Reproduce the records below from the start through the line containing "(1145, 305)", and only those lines, with requests included. Multiply every coordinate in the answers by 2.5 and round each result to a whole number, with halves rounded up.

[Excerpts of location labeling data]
=======

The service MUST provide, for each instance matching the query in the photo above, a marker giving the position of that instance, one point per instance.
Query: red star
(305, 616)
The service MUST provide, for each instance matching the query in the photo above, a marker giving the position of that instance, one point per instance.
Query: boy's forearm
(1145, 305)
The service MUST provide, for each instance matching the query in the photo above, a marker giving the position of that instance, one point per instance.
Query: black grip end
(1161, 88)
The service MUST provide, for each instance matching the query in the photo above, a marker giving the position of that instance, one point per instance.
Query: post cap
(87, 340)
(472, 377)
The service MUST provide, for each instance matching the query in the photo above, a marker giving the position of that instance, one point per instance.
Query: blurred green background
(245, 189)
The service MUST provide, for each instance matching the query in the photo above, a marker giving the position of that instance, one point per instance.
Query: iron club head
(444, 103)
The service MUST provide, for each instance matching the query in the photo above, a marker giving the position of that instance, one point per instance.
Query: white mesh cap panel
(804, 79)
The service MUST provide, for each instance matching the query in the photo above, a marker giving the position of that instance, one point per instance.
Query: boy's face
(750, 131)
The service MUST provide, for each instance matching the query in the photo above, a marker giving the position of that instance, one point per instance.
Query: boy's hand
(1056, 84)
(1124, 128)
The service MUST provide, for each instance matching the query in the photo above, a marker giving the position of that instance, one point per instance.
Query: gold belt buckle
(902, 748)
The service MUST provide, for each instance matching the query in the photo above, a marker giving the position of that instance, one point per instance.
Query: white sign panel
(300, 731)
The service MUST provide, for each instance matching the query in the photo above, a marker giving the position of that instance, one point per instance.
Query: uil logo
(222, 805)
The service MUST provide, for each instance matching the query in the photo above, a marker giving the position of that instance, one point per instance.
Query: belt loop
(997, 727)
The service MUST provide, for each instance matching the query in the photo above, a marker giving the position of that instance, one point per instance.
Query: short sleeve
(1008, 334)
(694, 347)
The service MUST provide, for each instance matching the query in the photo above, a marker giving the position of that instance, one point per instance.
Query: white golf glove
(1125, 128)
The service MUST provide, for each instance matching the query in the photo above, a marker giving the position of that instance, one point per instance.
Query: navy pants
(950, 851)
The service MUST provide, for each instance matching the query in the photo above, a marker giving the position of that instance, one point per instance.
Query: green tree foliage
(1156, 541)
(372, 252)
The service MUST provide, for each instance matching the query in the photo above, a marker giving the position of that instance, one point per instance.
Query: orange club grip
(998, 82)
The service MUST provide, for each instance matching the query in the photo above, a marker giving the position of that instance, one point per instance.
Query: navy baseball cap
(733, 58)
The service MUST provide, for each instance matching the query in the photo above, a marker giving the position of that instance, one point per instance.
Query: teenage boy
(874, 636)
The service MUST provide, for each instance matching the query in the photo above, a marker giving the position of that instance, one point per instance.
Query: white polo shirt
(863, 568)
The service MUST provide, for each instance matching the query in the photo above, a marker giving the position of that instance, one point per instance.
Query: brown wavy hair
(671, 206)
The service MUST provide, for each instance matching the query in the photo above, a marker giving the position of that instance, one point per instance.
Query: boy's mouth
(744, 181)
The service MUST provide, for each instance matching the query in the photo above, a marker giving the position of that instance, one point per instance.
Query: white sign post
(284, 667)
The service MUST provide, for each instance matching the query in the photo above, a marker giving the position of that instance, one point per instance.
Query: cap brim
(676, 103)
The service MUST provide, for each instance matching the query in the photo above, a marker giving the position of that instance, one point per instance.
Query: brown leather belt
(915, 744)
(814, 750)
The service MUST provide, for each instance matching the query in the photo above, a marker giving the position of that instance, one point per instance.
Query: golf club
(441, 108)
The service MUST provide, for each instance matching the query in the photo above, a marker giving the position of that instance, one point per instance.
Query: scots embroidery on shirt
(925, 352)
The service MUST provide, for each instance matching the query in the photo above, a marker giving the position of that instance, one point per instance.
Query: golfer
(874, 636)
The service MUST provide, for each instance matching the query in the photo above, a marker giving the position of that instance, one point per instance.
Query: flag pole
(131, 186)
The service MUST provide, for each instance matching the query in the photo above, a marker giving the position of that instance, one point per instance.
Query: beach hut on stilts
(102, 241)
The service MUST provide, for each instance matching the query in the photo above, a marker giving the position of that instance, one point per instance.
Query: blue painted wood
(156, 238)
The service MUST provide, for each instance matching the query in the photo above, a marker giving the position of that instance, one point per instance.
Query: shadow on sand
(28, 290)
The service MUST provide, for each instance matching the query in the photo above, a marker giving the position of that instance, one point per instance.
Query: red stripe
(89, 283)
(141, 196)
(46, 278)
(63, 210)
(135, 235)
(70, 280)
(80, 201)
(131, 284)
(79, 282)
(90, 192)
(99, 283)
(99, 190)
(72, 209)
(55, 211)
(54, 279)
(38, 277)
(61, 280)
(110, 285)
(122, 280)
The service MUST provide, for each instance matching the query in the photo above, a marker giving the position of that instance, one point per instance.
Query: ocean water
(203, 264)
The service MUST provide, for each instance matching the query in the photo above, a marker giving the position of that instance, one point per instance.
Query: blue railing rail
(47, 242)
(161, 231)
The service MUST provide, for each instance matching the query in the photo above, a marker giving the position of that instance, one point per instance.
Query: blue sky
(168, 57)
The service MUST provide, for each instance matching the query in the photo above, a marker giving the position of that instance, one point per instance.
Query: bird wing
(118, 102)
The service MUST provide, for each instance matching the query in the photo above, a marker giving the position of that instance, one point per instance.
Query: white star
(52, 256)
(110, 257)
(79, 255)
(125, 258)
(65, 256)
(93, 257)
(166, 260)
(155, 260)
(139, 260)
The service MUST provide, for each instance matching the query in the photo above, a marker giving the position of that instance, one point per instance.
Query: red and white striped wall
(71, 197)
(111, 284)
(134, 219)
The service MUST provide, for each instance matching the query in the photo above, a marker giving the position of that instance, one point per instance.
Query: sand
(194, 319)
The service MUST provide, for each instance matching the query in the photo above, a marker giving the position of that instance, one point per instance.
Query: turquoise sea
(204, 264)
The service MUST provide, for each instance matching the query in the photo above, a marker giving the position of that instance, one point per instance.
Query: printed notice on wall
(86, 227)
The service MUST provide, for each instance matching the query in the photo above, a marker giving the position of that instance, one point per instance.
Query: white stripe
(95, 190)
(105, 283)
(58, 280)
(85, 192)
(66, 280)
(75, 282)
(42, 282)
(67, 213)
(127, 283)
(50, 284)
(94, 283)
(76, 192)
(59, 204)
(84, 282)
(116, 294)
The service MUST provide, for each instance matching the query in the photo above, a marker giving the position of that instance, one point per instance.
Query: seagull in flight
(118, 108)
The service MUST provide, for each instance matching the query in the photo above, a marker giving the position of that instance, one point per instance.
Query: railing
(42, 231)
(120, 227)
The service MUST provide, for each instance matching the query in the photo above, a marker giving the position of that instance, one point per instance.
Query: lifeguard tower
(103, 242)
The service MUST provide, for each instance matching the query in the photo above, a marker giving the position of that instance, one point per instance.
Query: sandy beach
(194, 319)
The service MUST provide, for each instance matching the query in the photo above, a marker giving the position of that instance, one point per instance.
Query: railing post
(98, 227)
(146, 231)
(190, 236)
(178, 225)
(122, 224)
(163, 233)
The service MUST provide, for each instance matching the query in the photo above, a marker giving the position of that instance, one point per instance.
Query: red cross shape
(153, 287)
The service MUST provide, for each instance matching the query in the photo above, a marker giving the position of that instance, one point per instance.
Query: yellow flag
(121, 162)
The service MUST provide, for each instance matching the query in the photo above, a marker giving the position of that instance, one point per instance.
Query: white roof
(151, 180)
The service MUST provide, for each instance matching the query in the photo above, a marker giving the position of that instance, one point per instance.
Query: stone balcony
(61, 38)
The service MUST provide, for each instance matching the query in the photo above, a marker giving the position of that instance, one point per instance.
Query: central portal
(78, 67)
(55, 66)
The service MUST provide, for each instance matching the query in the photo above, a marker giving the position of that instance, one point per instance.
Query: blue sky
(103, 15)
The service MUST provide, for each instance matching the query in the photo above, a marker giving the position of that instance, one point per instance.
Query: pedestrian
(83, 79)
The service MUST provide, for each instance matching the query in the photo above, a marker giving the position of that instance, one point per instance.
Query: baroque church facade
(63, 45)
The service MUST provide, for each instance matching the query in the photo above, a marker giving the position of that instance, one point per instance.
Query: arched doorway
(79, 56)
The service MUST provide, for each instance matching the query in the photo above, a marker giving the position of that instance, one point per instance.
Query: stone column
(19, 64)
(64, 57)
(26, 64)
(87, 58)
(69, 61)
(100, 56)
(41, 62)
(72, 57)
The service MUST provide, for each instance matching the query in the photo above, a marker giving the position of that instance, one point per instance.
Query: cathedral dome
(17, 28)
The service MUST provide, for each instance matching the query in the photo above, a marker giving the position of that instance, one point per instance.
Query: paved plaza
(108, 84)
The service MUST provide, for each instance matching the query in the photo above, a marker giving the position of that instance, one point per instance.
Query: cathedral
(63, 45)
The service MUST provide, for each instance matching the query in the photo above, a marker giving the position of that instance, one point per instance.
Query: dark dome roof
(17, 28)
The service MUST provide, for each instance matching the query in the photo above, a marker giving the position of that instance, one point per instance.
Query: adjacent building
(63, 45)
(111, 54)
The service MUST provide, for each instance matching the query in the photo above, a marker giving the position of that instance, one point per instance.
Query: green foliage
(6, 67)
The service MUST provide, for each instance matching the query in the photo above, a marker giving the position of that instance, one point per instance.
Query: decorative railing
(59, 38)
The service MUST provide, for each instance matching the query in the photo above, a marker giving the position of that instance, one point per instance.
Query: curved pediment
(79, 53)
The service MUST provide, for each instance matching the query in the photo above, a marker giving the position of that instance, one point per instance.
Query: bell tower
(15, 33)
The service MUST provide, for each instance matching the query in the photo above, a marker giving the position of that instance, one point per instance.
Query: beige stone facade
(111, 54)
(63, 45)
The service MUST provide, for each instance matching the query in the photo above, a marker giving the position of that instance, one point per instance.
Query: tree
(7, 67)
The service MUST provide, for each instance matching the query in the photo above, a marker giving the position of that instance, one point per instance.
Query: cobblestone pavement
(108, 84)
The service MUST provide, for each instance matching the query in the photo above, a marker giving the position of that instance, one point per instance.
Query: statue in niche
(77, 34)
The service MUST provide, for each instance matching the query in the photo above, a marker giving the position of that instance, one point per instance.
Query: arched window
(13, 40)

=======

• _REPLY_:
The service MUST provide, for each instance matching the query in the photo above, a marker giving the position of that instance, one point per instance.
Query: red star
(763, 1540)
The service MUST provide, for each instance matching the query in the photo above, a marker giving the position of that instance, one point per instance.
Query: boy's forearm
(2863, 763)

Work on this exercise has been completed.